#### Aim of the exercise
Reproduce word for word the line that contains "Annotate the bare" and every line after it to the end of the records, with nothing else added.

*** Data for the task Section Begins ***

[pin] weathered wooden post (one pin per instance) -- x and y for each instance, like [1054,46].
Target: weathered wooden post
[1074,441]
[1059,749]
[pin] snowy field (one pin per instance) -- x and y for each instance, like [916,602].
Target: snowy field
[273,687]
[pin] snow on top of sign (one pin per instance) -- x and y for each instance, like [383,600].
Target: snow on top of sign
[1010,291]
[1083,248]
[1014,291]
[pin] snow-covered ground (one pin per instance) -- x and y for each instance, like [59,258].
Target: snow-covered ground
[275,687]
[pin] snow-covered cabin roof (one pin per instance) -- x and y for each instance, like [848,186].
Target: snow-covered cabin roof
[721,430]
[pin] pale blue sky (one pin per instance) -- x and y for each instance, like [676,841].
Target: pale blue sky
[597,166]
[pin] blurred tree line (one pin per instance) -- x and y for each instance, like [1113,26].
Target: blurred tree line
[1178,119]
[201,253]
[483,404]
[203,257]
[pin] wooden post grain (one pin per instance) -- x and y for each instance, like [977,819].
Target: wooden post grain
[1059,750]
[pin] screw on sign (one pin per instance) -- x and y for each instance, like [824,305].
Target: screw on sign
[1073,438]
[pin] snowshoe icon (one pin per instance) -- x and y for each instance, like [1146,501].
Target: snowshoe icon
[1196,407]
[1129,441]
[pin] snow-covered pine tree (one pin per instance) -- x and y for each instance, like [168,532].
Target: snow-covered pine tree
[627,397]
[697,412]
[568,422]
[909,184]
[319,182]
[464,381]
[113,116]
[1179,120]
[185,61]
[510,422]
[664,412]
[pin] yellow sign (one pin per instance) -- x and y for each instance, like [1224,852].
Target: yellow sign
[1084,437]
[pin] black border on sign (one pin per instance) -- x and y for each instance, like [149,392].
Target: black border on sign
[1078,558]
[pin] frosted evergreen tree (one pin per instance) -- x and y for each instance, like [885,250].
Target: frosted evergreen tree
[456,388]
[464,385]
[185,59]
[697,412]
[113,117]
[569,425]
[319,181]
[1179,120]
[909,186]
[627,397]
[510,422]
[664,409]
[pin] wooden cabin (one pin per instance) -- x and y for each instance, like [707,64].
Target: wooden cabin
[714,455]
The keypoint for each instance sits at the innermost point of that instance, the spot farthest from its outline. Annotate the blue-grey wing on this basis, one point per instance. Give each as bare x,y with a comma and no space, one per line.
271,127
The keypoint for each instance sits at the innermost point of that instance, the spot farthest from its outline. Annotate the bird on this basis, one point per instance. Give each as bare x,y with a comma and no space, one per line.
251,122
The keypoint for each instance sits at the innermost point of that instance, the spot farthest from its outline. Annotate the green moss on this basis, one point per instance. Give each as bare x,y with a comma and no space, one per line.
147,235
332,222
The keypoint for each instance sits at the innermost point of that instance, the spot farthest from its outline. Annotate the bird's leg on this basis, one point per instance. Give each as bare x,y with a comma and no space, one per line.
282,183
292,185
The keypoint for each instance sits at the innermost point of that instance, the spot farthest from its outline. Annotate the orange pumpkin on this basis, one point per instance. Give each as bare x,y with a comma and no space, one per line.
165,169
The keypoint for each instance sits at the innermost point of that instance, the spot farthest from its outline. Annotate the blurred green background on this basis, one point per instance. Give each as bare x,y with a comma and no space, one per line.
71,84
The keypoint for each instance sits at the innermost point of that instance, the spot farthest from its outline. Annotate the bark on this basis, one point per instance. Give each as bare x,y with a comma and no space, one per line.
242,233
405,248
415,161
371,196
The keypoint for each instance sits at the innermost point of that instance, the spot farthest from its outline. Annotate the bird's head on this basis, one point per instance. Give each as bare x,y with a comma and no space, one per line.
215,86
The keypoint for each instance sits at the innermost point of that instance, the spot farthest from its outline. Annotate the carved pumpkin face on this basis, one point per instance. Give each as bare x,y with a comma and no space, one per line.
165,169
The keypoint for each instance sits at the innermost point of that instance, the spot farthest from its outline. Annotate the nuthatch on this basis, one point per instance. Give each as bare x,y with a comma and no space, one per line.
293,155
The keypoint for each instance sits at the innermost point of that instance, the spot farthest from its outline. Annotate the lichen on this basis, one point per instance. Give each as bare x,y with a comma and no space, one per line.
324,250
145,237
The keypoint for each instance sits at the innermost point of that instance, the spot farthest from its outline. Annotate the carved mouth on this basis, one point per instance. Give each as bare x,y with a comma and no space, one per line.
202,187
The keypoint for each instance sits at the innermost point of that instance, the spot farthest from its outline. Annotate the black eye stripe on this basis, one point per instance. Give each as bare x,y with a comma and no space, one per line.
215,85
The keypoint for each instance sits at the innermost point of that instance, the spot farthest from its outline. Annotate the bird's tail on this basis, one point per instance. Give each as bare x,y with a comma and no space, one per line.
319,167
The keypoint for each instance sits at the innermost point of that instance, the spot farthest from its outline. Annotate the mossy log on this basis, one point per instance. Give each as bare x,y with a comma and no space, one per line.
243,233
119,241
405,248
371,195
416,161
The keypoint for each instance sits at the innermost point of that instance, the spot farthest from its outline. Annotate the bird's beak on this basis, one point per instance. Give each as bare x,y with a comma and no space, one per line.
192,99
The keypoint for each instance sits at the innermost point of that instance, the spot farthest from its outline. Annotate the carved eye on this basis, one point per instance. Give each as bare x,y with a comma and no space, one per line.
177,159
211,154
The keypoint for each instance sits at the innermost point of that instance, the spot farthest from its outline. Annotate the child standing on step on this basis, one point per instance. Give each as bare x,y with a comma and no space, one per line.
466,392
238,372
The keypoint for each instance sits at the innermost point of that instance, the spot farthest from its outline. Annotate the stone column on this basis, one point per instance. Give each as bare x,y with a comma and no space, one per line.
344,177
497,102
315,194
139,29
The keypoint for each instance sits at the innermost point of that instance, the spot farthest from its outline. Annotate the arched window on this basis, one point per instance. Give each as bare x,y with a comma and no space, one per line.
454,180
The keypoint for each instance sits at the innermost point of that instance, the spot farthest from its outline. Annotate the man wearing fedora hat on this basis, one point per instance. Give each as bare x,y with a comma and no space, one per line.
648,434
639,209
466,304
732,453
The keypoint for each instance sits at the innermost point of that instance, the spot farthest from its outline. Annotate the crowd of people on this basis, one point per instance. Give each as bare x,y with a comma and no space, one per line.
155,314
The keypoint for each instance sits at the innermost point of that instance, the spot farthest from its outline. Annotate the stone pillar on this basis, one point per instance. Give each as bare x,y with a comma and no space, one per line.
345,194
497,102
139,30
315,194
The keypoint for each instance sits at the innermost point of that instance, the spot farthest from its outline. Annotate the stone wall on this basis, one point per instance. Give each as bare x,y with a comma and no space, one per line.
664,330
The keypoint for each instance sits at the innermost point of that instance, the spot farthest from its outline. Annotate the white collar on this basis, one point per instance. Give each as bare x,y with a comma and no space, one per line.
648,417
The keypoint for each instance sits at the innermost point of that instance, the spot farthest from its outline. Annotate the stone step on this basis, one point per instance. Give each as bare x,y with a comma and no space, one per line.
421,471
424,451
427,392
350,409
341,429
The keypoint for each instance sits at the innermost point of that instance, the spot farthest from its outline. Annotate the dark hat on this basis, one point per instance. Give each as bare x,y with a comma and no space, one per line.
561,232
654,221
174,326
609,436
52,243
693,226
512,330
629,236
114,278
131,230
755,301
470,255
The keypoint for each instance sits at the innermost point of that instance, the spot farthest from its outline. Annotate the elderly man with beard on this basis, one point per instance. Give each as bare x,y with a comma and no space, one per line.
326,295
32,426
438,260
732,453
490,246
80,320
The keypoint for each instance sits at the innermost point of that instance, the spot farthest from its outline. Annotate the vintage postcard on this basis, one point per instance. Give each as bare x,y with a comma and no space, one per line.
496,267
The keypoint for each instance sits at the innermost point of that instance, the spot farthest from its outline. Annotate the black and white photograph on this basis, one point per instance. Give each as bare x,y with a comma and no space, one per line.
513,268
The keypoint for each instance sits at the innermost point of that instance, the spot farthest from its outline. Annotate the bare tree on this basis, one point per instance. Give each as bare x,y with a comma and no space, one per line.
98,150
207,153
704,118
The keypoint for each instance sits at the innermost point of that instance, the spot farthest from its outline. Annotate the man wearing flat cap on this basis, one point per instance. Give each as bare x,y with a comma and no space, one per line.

*** Data for the task Section Ends ***

#### Result of this task
The keypoint for each instance sits at the innermost point of that instance, the spot farthest from its outline. Annotate the bare tree on this basis, one point per instance. Give each as bare x,y with a comma and no space, one per line.
98,150
207,153
704,118
The keypoint for each instance sits at the innermost point of that instance, the spot farthest from its outline. Annotate the man wearing flat cap on this basis, one point per instance. Give each as bare x,y with a comma and no space, one per line.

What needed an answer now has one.